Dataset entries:
^^^^^^^^

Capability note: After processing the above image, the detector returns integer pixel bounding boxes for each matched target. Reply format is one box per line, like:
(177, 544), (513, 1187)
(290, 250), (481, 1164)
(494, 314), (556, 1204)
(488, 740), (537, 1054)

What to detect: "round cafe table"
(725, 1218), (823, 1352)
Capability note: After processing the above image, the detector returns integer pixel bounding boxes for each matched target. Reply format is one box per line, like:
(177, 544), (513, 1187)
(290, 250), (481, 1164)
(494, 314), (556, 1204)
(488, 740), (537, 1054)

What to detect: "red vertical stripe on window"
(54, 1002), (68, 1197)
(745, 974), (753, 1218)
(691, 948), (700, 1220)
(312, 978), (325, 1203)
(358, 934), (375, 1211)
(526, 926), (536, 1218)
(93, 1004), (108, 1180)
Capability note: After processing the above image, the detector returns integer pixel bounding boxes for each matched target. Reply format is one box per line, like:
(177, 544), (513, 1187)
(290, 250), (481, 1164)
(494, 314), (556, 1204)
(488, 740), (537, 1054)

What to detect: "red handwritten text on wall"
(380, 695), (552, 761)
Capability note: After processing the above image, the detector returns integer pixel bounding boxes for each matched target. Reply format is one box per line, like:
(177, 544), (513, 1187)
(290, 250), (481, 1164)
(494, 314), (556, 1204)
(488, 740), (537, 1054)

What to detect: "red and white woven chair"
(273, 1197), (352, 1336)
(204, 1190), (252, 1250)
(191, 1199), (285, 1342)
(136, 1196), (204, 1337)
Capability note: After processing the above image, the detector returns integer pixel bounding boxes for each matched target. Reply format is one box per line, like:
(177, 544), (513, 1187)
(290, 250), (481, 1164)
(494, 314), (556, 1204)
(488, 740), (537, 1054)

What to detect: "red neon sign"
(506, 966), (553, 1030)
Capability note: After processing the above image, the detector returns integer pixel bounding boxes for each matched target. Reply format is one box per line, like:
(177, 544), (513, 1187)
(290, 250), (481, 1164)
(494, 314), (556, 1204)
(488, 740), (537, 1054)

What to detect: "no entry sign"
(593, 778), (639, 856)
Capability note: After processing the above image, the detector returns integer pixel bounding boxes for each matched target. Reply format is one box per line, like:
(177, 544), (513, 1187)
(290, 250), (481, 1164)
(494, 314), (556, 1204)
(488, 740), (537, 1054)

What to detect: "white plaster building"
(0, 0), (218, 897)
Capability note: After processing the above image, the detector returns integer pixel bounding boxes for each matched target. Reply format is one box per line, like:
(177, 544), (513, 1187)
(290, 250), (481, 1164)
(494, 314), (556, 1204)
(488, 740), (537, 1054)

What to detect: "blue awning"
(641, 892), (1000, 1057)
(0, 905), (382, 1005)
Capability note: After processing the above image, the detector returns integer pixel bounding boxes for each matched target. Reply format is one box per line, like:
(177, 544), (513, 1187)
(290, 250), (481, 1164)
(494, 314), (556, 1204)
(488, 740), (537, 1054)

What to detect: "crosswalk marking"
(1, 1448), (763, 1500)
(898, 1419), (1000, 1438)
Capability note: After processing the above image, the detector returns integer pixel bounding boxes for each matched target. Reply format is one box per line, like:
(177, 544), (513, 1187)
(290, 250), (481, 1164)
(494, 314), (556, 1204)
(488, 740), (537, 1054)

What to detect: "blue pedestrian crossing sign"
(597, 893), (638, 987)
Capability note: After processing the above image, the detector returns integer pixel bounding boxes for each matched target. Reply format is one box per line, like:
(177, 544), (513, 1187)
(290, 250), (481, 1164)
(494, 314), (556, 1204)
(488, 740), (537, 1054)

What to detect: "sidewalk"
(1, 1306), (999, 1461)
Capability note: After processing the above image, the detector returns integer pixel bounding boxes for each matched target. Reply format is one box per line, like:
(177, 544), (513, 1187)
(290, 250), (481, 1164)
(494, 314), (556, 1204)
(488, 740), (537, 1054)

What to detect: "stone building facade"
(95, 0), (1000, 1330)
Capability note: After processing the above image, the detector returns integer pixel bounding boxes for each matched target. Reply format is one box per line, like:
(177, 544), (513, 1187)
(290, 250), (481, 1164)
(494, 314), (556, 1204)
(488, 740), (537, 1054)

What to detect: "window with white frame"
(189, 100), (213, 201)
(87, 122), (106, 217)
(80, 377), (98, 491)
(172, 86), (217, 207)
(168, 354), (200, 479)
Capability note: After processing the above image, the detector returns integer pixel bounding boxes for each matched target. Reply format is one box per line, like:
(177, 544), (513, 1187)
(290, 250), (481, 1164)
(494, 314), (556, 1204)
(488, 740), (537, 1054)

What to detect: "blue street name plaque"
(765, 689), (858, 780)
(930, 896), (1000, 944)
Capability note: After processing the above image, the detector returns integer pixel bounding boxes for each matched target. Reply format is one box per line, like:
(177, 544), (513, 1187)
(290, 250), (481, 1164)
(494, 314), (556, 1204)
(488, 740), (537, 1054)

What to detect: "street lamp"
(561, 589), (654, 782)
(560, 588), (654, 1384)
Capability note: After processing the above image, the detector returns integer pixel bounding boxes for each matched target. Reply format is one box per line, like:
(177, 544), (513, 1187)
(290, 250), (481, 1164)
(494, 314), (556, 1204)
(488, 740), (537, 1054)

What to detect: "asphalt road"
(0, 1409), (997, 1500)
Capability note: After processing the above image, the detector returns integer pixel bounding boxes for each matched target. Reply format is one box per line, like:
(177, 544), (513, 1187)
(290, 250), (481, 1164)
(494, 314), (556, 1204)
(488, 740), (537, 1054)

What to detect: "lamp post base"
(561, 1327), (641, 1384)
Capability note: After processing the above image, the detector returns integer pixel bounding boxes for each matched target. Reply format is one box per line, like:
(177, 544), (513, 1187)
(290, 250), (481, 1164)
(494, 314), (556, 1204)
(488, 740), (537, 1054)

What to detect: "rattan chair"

^^^^^^^^

▸ **PROBLEM REQUIREMENTS**
Please repeat each entry exactly as written.

▸ **ANSWER FOR THIS EXERCISE**
Capability note: After processing the above image, the detector returns integer pixel bounding boxes for each matched target. Reply format is one box per line, like:
(177, 544), (513, 1187)
(290, 250), (481, 1164)
(494, 314), (556, 1204)
(488, 740), (537, 1054)

What to detect: "round cafe table"
(725, 1218), (823, 1352)
Capability note: After processing the above image, the detector returns integer pixel bounding boxes for each matched target. Reply format is one box per line, like:
(177, 544), (513, 1187)
(290, 250), (481, 1164)
(494, 314), (556, 1204)
(488, 740), (537, 1054)

What to detect: "red vertical stripe on window"
(54, 1002), (68, 1197)
(745, 974), (753, 1218)
(691, 948), (700, 1220)
(312, 978), (325, 1203)
(358, 934), (375, 1211)
(526, 926), (536, 1218)
(93, 1004), (108, 1180)
Capability note: After processing the above image, the detector returns integer pixel bounding boxes for each matched target. Reply format is one box per line, like:
(177, 544), (513, 1187)
(290, 250), (481, 1164)
(494, 314), (556, 1204)
(488, 740), (537, 1054)

What to detect: "red handwritten text on wall"
(380, 695), (552, 761)
Capability note: After processing the above image, the detector returns integer pixel bounding boxes for each matched target. Reply format is one box per line, like:
(177, 544), (513, 1187)
(290, 250), (481, 1164)
(494, 314), (556, 1204)
(488, 740), (537, 1054)

What to detect: "red and white woven chair"
(273, 1197), (352, 1336)
(204, 1190), (252, 1250)
(191, 1199), (285, 1342)
(136, 1196), (204, 1337)
Capability note: After processing the above image, the detector returns integer pixel bounding boxes for each matched target. Reply format is one box per line, like:
(177, 544), (513, 1187)
(290, 250), (481, 1164)
(494, 314), (556, 1204)
(488, 740), (537, 1054)

What to detect: "red neon sign"
(506, 966), (553, 1030)
Capability note: After processing the above image, the detector returns integer pixel bounding boxes for each matched target. Reply format is one box per line, like:
(177, 544), (513, 1187)
(290, 250), (481, 1164)
(494, 314), (556, 1204)
(488, 740), (537, 1054)

What to detect: "no entry sign"
(593, 778), (639, 856)
Capability note: After processing the above image, the detector returns integer pixel bounding boxes for each matched target. Reply format is one box per line, like:
(177, 544), (513, 1187)
(290, 250), (481, 1164)
(494, 314), (556, 1204)
(488, 740), (537, 1054)

What to detect: "white plaster building"
(0, 0), (218, 897)
Capability note: After processing the above image, the detector returns integer pixel bounding boxes for each matched target. Reply format is one box per line, like:
(177, 544), (513, 1187)
(290, 250), (481, 1164)
(494, 314), (556, 1204)
(488, 740), (537, 1054)

What to detect: "blue awning"
(641, 892), (1000, 1057)
(0, 905), (382, 1005)
Capability note: After processing the above image, the detector returns integer pixel bounding boxes for each matched target. Reply format is one box per line, like:
(177, 544), (513, 1187)
(290, 250), (481, 1164)
(494, 314), (556, 1204)
(488, 740), (537, 1054)

What to detect: "crosswalk marking"
(1, 1448), (763, 1500)
(898, 1419), (1000, 1438)
Capability note: After processing the above image, the detector returns integer pixel bounding boxes for each matched target. Reply format is one box per line, like:
(177, 544), (513, 1187)
(290, 250), (481, 1164)
(494, 314), (556, 1204)
(488, 740), (537, 1054)

What to detect: "blue pedestrian crossing sign"
(597, 893), (638, 987)
Capability note: After processing the above image, the detector returns integer pixel bounding boxes for each matched target. Reply format is one box per line, like:
(177, 544), (513, 1187)
(290, 250), (481, 1164)
(494, 314), (556, 1204)
(488, 740), (537, 1054)

What to detect: "sidewalk"
(1, 1306), (999, 1461)
Capability note: After processing the above image, the detector returns integer pixel bounding boxes for each matched target. Reply format is one box per line, like:
(177, 544), (513, 1187)
(290, 250), (481, 1164)
(494, 314), (556, 1204)
(488, 740), (537, 1054)

What to detect: "stone building facade"
(95, 0), (1000, 1330)
Capability note: After processing the above image, the detector returns integer pixel bounding boxes for each matched target. Reply format is one box per line, like:
(177, 544), (513, 1187)
(290, 250), (481, 1164)
(494, 314), (556, 1204)
(488, 740), (537, 1054)

What to detect: "window with white frame"
(189, 100), (213, 201)
(87, 122), (106, 217)
(80, 377), (98, 491)
(172, 86), (217, 207)
(168, 354), (200, 479)
Capability note: After processing the above image, the detector returns integer pixel bounding boxes for each matched target. Reply format is one box per line, like:
(177, 544), (513, 1187)
(290, 250), (481, 1164)
(494, 314), (556, 1204)
(488, 740), (537, 1054)

What to detect: "blue street name plaque"
(765, 689), (858, 780)
(930, 896), (1000, 944)
Capability note: After processing the above image, the detector returns integer pixel bounding boxes for each matched target. Reply format is one box per line, like:
(177, 544), (513, 1187)
(290, 250), (481, 1164)
(494, 314), (556, 1204)
(488, 740), (537, 1054)

What to detect: "street lamp"
(561, 589), (654, 782)
(560, 588), (654, 1384)
Capability note: After processing the above image, the detector returns integer pixel bounding boxes for each matched target. Reply format is one box per line, like:
(177, 544), (513, 1187)
(290, 250), (481, 1164)
(494, 314), (556, 1204)
(488, 740), (537, 1054)

What to detect: "asphalt road"
(0, 1409), (997, 1500)
Capability note: After processing the above image, the detector returns integer pixel bounding boxes for each matched target. Reply format is one box per line, like:
(177, 544), (513, 1187)
(290, 250), (481, 1164)
(494, 314), (556, 1204)
(488, 740), (537, 1054)

What to detect: "lamp post base"
(561, 1327), (641, 1384)
Capability note: After processing the above image, the detector returns integer pixel bounding boxes for each matched target. Reply format is one box per line, like:
(177, 544), (513, 1187)
(290, 250), (481, 1164)
(494, 314), (556, 1204)
(488, 740), (537, 1054)

What to detect: "rattan chair"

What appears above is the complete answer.